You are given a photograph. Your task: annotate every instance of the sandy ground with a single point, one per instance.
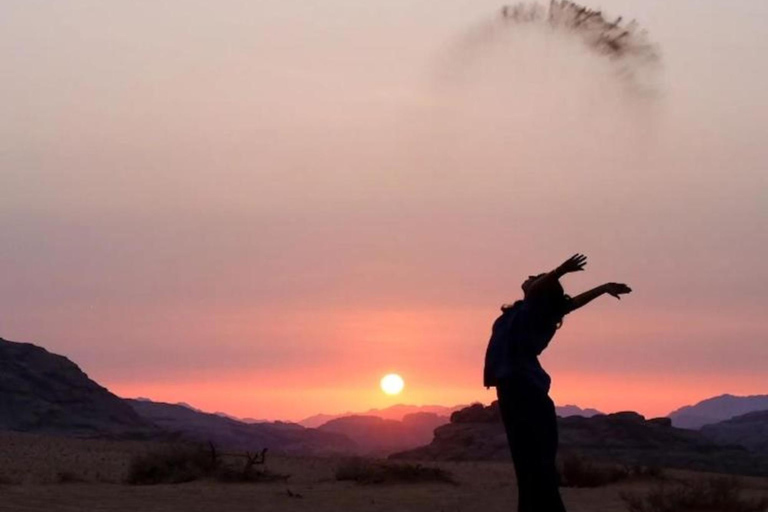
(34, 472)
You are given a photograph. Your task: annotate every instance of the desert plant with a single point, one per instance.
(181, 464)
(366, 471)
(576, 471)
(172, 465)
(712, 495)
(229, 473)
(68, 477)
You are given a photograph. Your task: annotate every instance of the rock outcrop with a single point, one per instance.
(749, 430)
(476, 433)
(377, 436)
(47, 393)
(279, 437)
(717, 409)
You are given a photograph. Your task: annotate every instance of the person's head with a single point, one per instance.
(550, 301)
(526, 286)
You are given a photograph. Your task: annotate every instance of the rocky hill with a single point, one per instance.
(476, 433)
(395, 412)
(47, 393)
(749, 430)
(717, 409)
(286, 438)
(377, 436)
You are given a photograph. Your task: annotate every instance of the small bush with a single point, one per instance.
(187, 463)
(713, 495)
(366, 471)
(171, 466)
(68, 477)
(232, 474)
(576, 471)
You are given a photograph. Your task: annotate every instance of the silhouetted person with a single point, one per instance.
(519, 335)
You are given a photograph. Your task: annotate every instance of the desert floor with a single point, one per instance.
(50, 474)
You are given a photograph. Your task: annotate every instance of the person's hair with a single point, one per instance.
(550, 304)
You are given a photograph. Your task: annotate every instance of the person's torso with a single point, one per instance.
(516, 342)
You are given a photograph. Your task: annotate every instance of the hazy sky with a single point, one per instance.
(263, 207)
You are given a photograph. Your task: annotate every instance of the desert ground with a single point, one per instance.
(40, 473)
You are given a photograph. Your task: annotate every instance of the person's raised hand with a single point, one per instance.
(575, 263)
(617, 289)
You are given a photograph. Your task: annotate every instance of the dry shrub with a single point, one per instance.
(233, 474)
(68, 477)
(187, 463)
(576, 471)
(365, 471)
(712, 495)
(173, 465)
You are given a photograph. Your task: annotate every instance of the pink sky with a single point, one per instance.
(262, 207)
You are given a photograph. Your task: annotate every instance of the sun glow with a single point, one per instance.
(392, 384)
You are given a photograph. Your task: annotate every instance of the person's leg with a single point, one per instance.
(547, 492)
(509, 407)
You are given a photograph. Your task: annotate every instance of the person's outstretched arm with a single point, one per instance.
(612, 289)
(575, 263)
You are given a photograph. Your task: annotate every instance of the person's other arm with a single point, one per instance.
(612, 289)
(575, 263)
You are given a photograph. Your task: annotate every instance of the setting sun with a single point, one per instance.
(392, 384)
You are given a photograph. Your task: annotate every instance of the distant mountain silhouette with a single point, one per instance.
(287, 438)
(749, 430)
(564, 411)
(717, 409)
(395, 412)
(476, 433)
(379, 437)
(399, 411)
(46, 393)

...

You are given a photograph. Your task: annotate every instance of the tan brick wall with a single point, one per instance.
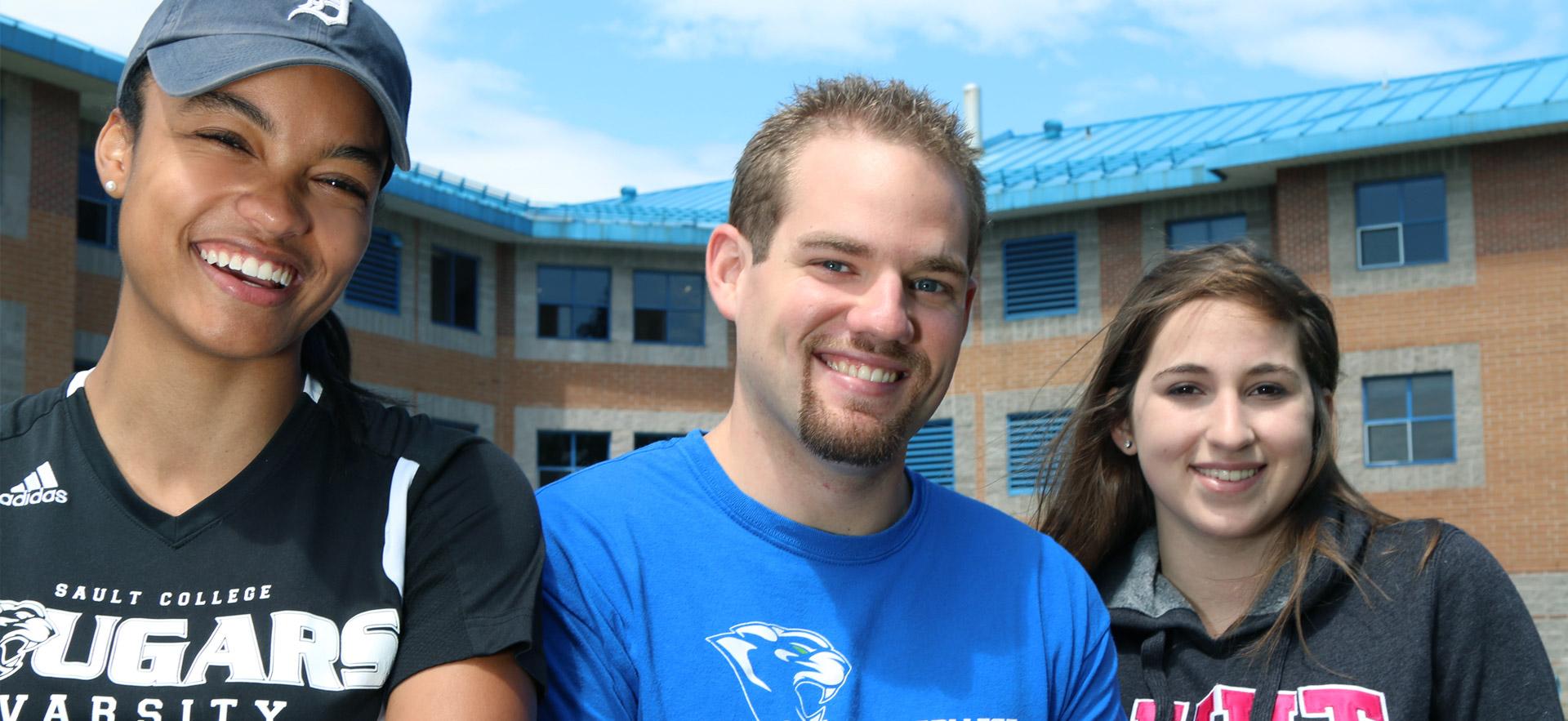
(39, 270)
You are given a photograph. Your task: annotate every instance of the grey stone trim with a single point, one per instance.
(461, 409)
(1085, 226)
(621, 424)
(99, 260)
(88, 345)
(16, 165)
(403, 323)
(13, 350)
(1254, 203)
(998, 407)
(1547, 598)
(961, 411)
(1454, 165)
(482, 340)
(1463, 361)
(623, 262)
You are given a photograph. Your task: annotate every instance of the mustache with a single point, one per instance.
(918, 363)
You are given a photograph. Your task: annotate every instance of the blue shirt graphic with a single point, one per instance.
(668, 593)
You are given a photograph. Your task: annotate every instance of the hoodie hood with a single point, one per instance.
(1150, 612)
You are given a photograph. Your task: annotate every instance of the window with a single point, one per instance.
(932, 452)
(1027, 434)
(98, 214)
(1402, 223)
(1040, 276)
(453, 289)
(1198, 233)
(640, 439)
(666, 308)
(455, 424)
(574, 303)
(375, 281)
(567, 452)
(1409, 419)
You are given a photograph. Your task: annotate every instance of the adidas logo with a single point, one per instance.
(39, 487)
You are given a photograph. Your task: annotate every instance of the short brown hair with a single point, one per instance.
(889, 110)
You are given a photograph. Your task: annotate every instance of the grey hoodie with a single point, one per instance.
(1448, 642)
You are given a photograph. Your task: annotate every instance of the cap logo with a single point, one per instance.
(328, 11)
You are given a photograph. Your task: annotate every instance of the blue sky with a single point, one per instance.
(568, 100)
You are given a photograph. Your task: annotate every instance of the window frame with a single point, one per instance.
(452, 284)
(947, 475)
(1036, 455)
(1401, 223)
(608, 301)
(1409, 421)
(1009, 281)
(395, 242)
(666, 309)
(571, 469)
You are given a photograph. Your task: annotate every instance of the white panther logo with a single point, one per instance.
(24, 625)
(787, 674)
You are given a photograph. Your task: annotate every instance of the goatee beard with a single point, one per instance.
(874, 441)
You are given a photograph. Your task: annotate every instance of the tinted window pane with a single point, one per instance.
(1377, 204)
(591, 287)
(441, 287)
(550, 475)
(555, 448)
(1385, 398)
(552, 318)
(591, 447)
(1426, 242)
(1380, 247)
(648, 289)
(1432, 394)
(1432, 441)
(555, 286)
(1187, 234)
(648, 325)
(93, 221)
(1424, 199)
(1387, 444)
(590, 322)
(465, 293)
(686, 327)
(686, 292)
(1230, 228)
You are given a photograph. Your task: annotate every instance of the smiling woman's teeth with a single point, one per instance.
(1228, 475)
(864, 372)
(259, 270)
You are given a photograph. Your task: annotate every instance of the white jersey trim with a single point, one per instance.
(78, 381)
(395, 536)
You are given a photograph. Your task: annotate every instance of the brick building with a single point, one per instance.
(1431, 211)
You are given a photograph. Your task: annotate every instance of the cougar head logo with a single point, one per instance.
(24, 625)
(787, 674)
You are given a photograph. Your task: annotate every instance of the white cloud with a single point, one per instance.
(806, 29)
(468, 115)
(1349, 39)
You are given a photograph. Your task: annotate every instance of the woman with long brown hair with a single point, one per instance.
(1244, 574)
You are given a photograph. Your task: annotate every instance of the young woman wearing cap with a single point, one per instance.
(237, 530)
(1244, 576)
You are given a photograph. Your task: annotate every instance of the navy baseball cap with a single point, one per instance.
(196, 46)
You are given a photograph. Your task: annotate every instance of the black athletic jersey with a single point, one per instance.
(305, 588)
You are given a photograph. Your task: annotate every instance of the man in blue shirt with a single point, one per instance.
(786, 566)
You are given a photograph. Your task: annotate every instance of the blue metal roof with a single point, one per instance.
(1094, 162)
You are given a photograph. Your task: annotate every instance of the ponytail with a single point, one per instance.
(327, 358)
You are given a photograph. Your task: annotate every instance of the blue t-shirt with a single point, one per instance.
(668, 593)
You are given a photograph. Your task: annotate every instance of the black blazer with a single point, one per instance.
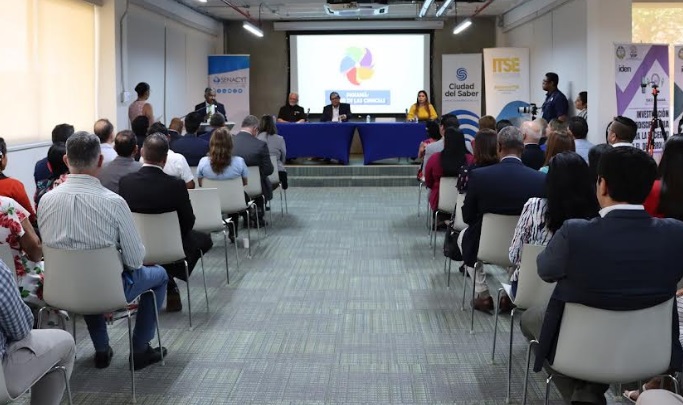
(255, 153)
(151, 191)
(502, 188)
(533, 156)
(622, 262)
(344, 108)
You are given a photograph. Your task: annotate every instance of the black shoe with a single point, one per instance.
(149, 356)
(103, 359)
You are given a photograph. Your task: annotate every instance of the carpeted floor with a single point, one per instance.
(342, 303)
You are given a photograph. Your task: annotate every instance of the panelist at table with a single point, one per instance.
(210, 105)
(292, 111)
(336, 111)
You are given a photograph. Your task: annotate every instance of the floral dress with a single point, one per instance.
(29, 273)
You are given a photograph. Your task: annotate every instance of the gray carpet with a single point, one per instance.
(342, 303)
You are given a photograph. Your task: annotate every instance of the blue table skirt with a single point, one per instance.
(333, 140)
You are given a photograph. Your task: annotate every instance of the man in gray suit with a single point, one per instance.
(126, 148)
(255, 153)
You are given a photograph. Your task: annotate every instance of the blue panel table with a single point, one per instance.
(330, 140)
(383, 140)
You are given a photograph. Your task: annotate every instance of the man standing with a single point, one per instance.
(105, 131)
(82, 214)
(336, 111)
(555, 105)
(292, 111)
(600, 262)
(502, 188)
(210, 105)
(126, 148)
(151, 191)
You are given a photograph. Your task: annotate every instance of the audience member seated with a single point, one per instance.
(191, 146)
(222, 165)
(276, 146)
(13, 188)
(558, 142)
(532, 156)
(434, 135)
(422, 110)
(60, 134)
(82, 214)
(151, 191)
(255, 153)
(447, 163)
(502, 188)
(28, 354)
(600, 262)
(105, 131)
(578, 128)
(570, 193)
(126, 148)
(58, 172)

---

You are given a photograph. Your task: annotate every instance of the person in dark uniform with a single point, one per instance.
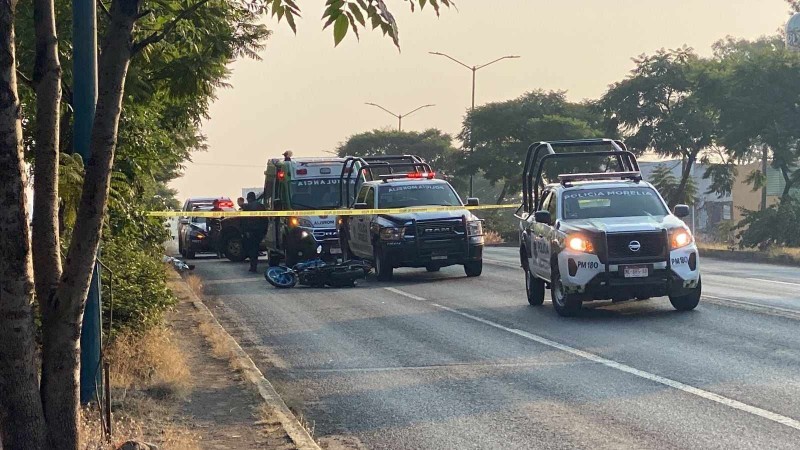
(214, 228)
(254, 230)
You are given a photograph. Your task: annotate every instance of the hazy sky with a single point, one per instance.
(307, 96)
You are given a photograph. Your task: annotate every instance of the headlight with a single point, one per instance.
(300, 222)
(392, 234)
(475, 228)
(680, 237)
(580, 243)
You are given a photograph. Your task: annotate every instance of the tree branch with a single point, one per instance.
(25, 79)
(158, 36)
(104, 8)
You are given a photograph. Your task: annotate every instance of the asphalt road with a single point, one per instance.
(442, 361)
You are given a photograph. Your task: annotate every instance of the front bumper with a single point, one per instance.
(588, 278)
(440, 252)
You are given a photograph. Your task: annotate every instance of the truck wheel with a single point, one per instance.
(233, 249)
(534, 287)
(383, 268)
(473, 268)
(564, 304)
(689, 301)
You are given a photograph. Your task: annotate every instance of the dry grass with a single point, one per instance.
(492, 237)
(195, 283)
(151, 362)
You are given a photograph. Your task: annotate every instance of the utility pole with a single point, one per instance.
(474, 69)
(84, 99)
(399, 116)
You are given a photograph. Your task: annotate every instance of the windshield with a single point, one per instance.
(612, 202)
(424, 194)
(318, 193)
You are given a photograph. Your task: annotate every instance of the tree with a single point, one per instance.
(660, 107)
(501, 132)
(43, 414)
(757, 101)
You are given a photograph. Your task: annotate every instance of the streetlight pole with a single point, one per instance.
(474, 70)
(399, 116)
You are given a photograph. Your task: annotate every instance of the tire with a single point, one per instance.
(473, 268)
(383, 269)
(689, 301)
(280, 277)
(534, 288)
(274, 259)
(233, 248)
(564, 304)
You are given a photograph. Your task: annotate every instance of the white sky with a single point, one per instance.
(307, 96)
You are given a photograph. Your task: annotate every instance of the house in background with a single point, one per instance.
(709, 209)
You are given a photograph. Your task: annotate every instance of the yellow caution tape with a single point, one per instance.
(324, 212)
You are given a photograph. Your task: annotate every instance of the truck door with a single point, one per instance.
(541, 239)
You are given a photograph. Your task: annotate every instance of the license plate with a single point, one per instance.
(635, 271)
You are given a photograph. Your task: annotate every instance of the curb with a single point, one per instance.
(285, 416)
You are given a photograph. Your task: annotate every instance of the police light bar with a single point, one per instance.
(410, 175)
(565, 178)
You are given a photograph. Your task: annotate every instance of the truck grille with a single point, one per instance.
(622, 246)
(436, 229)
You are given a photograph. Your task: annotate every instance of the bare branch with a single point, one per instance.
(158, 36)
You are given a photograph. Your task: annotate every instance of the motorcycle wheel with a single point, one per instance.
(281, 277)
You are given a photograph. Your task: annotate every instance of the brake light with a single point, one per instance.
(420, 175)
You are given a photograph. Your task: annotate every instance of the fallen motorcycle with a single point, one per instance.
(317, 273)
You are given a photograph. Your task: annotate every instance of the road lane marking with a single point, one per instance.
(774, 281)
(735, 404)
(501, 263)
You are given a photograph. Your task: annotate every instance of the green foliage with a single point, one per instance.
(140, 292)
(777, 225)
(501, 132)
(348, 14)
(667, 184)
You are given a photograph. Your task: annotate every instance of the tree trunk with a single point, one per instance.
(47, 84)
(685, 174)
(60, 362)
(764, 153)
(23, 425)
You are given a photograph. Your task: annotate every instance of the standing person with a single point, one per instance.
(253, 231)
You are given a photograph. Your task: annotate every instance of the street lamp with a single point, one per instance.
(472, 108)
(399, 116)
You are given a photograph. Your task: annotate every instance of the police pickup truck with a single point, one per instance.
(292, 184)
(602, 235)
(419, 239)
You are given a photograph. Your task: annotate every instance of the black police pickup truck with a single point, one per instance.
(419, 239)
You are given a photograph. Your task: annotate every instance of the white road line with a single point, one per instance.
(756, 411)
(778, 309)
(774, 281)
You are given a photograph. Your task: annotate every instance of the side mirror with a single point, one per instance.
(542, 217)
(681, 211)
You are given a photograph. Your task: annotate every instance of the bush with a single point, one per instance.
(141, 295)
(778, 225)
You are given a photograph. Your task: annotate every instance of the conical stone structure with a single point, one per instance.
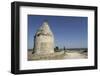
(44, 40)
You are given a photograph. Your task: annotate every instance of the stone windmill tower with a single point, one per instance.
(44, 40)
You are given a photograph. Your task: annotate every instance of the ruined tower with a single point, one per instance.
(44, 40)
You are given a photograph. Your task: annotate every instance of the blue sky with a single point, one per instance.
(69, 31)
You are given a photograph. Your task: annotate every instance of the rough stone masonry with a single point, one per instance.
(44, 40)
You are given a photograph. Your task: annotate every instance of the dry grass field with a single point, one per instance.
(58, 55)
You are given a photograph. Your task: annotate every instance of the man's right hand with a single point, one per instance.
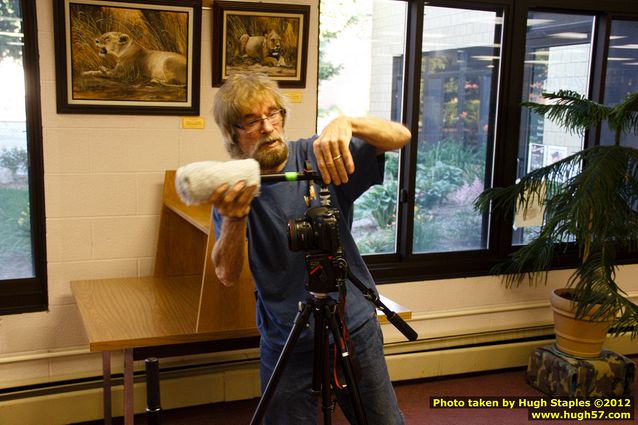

- _Work task_:
Please transcribe exactly the lines above from the line that has "masonry with a single point, one per instance." up to and including the line that has "of the man's"; no other line belongs in the answer.

- _Output for this task_:
You are given a photograph. Your task: annotate every instance of the rough stone masonry with a single point, one per instance.
(44, 40)
You are given a photograph. Your task: annotate every instance of the dry grass field with a single point, one per instance.
(58, 55)
You are given a photograph. Your task: annotate every instance of the man's right hand with a single point, one per instance.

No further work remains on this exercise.